SUPPLIED DATA:
------------------------
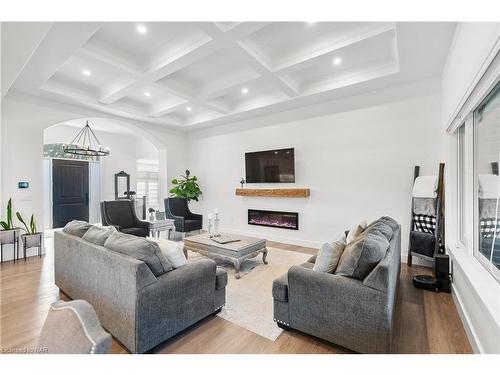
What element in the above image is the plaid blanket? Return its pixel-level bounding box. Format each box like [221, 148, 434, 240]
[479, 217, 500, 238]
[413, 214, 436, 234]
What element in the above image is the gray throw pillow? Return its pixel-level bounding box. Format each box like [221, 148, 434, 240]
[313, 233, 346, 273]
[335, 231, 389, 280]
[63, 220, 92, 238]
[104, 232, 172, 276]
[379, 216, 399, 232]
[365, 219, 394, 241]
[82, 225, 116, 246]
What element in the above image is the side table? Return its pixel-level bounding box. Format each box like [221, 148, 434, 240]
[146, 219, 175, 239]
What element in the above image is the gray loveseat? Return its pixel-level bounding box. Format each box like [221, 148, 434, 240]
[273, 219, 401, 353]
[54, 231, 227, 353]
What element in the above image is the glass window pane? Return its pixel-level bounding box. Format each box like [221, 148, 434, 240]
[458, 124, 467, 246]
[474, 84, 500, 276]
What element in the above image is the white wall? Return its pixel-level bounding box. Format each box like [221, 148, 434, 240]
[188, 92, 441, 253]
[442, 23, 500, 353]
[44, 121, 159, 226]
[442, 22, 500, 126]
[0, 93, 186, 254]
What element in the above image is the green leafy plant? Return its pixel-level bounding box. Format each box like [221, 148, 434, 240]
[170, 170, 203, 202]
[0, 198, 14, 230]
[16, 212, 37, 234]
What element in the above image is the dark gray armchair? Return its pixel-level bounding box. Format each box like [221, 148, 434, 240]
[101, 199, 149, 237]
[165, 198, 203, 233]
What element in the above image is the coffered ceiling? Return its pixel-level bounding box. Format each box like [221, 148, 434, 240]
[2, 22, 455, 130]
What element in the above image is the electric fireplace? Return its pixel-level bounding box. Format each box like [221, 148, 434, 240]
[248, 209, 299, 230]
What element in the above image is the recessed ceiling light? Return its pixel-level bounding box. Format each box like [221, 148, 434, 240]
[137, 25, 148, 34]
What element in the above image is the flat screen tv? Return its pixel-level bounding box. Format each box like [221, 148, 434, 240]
------------------------
WHAT IS BEING ASKED: Recast the data above, from its beginning up to and including the line with "[82, 225, 116, 246]", as a Markdown table with two columns, Index and Entry, giving each line a number and leaving out blank lines and the pictures.

EXPECTED ANSWER:
| Index | Entry |
|---|---|
| 1 | What element in the above image is the plaid blanket? Return its pixel-level bounding box. Format each box like [221, 148, 434, 240] |
| 2 | [479, 217, 500, 238] |
| 3 | [413, 214, 436, 234] |
| 4 | What element in the above image is the gray throw pillow? Return its pixel-level bounding box. Format each box like [221, 148, 434, 240] |
| 5 | [313, 233, 346, 273] |
| 6 | [335, 231, 389, 280] |
| 7 | [63, 220, 92, 238] |
| 8 | [104, 232, 172, 276] |
| 9 | [379, 216, 399, 232] |
| 10 | [365, 219, 394, 241] |
| 11 | [82, 225, 116, 246] |